**Quoted passage**
Get the latest html after ajax call in webbrowser control? - c#

There are lot of this kind of questions and I was not able to find a solution for my problem.
I have a webpage and after the webpage loads Ajax is called and it will load a table with data may be it takes 2 seconds.
I want the data inside that table.
When I try to access the table using document text It does not have the table HTML. It still have the initial HTML that has loaded before Ajax call.
webBrowser1.Update(); //Didn't work
Then I tried this didn't work
private void Timer_Tick(object sender, EventArgs e) //Interval of 5000
{
if (webBrowser1.ReadyState == WebBrowserReadyState.Complete)
{
HtmlElement element = webBrowser1.Document.GetElementById("tableType3");
if (element != null)
{
String webbrowsercontent = element.InnerHtml;
timer.Stop();
}
}
}
Then I tried this didn't work
private void WaitTillPageLoadsCompletly(WebBrowser webBrControl)
{
WebBrowserReadyState loadStatus;
int waittime = 20000;
int counter = 0;
while (true)
{
loadStatus = webBrControl.ReadyState;
Application.DoEvents();
if ((counter > waittime) || (loadStatus == WebBrowserReadyState.Uninitialized) || (loadStatus == WebBrowserReadyState.Loading) || (loadStatus == WebBrowserReadyState.Interactive))

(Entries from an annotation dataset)
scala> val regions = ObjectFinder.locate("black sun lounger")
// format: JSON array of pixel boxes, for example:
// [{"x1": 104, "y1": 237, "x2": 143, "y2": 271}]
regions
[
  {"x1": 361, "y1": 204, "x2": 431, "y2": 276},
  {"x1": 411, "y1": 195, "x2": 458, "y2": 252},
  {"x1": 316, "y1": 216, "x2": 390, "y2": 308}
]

**Work to do**
1 - Translate this sentence from the forum post about the WebBrowser control into Spanish: "I want the data inside that table."
2 - Carry on the forum post about the WebBrowser control from the point where it stops.

**Response list**
1 - Quiero los datos que hay dentro de esa tabla.

2 -
{
break;
}
counter++;
}
counter = 0;
while (true)
{
loadStatus = webBrControl.ReadyState;
Application.DoEvents();
if (loadStatus == WebBrowserReadyState.Complete && webBrControl.IsBusy != true)
{
break;
}
counter++;
}
}
In debugging I saw the table contents in WebBrowser1.Document.NativeHtmlDocument2 which cant be accessed because of internal class.
Is there any other way to solve my problem.

Have you tried listening to the Ajax onpropertychange event?
I've recently visited a website that teaches how to handle a Ajax component onpropertychange event in webBrowser1_DocumentCompleted.
Here's the following code, I hope this leads the way to your solution.
(The idea here is to get webBrowser1.Document.GetElementById("abc");'s dynamic content generated by AJAX, and show how you can wait on the onpropertychange event in webBrowser1_DocumentCompleted)
HTML Code
<!DOCTYPE HTML>
<html lang="en-US">
<head>
<meta charset="UTF-8">
<title></title>
<script src="http://ajax.googleapis.com/ajax/libs/jquery/1.10.2/jquery.min.js"></script>
<script>
$.ajaxSetup({
cache: false
});
var aa = function() {
$.get("ajax.php", function(data) {
$("#abc").html(data);
});
};
$(function() {
aa();
setInterval(aa, 2000);
});
</script>
</head>
<body>
<div id="abc"></div>
</body>
</html>
ajax.php
<?php
echo date("H:i:s");
C# code
private void button1_Click(object sender, EventArgs e)
{
webBrowser1.Navigate("http://127.0.0.1/test.html");
}
private void handlerAbc(Object sender, EventArgs e)
{
HtmlElement elm = webBrowser1.Document.GetElementById("abc");
if (elm == null) return;
Console.WriteLine("elm.InnerHtml(handlerAbc):" + elm.InnerHtml);
}
private void webBrowser1_DocumentCompleted(object sender, WebBrowserDocumentCompletedEventArgs e)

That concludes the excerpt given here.